Direction:
Filter the records below and copy every line that contains the word "patio".
━━━━━ Dataset entries ━━━━━
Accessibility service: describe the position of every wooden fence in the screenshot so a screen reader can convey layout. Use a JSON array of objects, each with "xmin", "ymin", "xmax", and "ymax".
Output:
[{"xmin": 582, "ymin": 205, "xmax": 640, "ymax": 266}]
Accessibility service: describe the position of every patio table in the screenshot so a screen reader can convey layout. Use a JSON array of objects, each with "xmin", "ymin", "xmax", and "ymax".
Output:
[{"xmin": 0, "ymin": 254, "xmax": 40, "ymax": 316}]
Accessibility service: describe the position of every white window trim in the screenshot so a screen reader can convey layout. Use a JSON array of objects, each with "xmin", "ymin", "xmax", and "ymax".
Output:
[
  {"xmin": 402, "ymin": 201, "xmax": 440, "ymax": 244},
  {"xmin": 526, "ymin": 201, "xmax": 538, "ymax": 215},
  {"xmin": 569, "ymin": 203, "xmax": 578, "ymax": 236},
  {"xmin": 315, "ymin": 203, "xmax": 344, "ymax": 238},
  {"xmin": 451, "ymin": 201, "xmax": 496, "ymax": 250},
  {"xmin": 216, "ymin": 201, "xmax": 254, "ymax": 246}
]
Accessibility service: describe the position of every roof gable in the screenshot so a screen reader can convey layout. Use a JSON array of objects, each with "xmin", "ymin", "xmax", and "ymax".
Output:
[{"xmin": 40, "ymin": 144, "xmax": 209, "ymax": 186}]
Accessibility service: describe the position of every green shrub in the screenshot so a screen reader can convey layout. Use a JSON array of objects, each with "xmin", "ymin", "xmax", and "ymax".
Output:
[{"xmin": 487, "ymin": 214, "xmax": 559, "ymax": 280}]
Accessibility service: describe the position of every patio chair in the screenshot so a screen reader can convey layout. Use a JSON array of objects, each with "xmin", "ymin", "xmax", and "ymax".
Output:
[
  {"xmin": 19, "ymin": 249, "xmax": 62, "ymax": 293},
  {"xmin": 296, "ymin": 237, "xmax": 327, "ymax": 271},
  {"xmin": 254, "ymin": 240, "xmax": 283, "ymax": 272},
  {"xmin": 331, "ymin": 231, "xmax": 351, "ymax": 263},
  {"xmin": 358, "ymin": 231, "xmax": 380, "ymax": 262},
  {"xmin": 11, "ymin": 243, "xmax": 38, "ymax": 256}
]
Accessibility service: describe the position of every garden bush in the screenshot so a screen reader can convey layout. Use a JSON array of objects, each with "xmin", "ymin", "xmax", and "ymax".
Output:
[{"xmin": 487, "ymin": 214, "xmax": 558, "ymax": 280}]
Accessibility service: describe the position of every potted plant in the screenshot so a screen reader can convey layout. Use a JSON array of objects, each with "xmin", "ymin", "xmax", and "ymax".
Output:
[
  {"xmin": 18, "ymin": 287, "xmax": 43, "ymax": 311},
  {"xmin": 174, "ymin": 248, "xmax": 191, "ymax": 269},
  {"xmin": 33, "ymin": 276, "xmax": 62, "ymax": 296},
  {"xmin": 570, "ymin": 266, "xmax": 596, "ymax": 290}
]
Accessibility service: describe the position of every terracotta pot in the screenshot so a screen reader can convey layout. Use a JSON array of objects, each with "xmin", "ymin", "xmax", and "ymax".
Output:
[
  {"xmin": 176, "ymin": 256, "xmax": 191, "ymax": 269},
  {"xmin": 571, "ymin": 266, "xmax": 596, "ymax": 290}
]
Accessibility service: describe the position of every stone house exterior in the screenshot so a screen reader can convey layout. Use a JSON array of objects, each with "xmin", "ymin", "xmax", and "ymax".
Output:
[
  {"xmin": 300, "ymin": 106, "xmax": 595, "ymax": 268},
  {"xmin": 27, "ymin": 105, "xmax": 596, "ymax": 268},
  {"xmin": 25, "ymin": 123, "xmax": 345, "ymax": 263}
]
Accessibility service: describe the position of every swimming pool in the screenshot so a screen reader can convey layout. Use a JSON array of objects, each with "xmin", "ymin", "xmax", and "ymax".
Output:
━━━━━
Exercise result:
Accessibility service: describe the position of every patio table in the screenshot so a screen reader can convey layout. Use a JSON array of objects, each with "xmin", "ymin", "xmax", and "ymax".
Accessibility service: describe the position of every patio chair in the screenshot so a screen reader can convey layout. Use a JSON array of objects, each with "xmin", "ymin", "xmax", and "ymax".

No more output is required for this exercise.